*EXERCISE PROMPT*. Turn the section of the entries that begins with the line containing "Point out the white" and ends with the line containing "Target: white wall" into a numbered list, keeping both of those lines and dropping any blank lines. List only those lines.

*GIVEN DATA*.
○ ○ ○ ○ ○
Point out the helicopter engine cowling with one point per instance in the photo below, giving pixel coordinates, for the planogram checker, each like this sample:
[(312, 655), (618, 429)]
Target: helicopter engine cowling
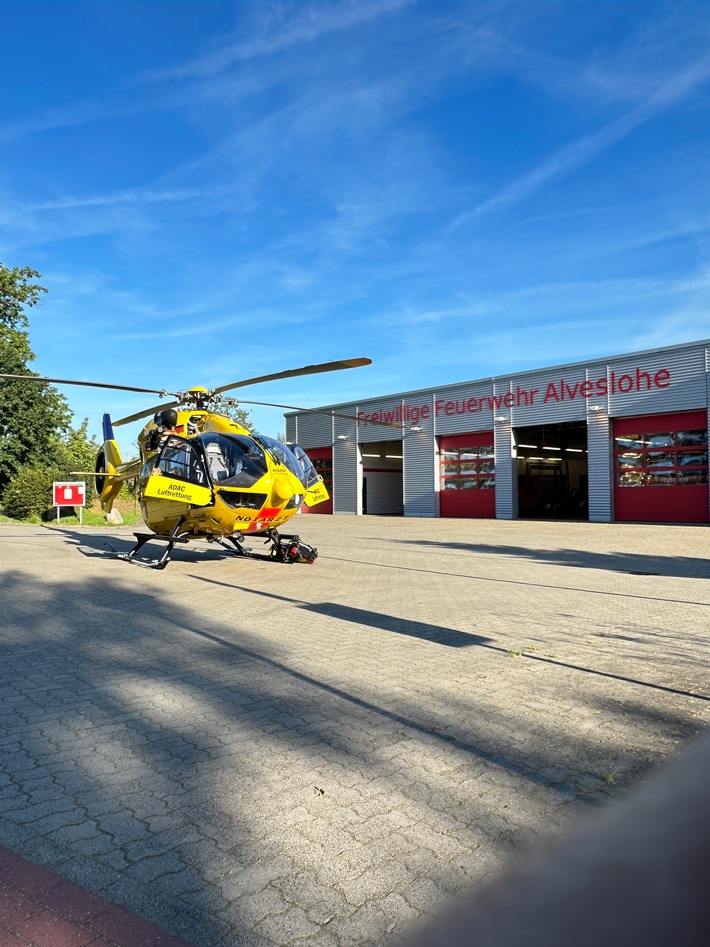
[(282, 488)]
○ ○ ○ ○ ○
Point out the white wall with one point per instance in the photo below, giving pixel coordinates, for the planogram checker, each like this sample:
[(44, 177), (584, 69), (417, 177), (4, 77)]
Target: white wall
○ ○ ○ ○ ○
*WORKED ANSWER*.
1. Point out the white wall with one point per instance in the photo below, giving pixel coordinates, for the planogram checker, each like this sample:
2. [(44, 177), (584, 69), (417, 177), (4, 77)]
3. Target: white wall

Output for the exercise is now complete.